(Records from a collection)
● ● ● ● ●

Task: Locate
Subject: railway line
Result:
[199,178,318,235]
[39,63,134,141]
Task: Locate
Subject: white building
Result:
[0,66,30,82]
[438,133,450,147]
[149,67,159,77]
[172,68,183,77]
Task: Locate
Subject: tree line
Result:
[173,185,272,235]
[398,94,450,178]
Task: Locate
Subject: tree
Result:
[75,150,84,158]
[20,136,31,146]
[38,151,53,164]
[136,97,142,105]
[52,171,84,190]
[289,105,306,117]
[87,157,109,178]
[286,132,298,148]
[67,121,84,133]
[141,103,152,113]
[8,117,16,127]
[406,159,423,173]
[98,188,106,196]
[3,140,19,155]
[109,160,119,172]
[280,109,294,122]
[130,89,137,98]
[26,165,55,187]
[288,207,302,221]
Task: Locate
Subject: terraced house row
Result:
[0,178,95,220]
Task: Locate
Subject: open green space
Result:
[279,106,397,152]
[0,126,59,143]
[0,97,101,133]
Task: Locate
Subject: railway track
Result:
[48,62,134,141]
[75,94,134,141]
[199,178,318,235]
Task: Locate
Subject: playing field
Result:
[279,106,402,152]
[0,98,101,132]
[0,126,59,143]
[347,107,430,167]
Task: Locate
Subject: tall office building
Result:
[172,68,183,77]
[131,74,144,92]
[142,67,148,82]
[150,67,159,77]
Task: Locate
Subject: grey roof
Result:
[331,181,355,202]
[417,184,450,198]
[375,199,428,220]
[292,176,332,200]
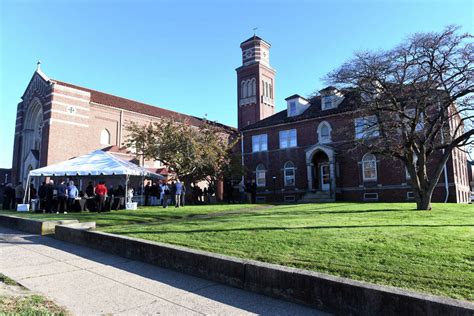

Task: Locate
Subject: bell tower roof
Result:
[240,35,271,47]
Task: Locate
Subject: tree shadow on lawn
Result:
[0,226,320,315]
[115,224,474,235]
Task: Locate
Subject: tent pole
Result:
[125,174,128,205]
[140,175,145,206]
[23,173,30,204]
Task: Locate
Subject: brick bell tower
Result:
[236,35,275,130]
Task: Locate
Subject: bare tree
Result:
[326,26,474,210]
[125,118,238,182]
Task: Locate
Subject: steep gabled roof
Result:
[242,91,359,131]
[51,79,235,130]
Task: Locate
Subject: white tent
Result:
[25,150,164,205]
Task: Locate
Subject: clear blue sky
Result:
[0,0,474,168]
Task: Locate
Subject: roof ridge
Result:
[50,78,202,121]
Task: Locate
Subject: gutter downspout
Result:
[438,99,449,203]
[240,132,245,185]
[441,132,449,203]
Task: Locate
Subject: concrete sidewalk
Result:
[0,226,325,315]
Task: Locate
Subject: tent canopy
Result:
[29,150,164,179]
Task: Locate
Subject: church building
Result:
[12,62,228,185]
[236,36,470,203]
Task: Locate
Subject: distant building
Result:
[236,36,470,203]
[0,168,12,186]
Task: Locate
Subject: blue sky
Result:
[0,0,474,168]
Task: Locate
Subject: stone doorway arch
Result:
[305,144,336,198]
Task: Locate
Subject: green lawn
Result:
[0,203,474,301]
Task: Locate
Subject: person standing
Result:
[250,180,257,204]
[239,179,246,203]
[56,180,67,214]
[161,182,170,208]
[45,180,54,213]
[174,179,183,207]
[86,181,94,198]
[169,181,176,205]
[181,182,186,206]
[3,183,15,210]
[38,181,46,211]
[67,181,79,211]
[95,181,107,213]
[15,182,25,209]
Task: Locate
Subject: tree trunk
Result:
[416,190,433,211]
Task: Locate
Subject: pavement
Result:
[0,226,327,315]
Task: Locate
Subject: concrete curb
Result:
[55,225,474,316]
[0,215,79,235]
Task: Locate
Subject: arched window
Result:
[318,121,332,143]
[100,128,110,145]
[255,164,266,187]
[283,161,295,186]
[362,153,377,181]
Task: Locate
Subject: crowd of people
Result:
[3,179,257,213]
[2,180,133,213]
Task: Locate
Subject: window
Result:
[252,134,268,152]
[283,161,295,186]
[322,96,333,110]
[362,153,377,181]
[405,109,425,132]
[288,101,296,116]
[364,193,379,201]
[280,129,296,148]
[100,128,110,145]
[255,164,266,187]
[318,122,331,143]
[355,115,379,139]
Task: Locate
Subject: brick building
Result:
[12,64,228,190]
[236,36,470,202]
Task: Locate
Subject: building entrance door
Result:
[319,164,330,191]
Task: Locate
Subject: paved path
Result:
[0,226,323,315]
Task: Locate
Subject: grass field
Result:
[1,203,474,301]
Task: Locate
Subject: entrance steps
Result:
[298,191,335,203]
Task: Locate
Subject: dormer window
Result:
[285,94,310,116]
[288,102,296,116]
[319,87,344,111]
[322,95,333,110]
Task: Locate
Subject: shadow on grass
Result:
[114,224,474,235]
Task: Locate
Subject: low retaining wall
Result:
[55,225,474,316]
[0,215,79,235]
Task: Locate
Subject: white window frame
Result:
[288,101,296,116]
[318,121,332,144]
[362,153,378,181]
[321,95,334,110]
[100,128,111,145]
[405,109,425,132]
[252,134,268,153]
[354,115,379,139]
[283,161,296,187]
[279,129,298,149]
[255,164,267,188]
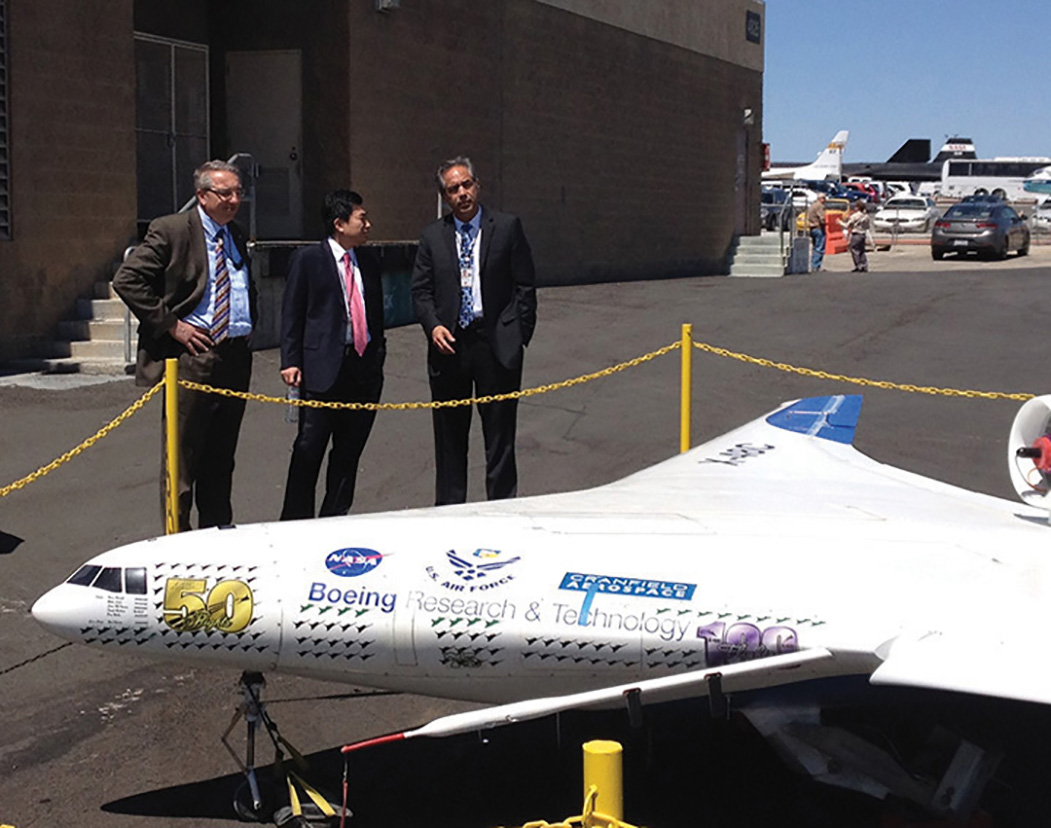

● ● ● ● ●

TASK TO COMPLETE >>
Copy out each line of the material above that contains the word "blue". Matches must have the same case.

EXERCISE RESULT >>
Subject: clear blue sky
Subject: blue sky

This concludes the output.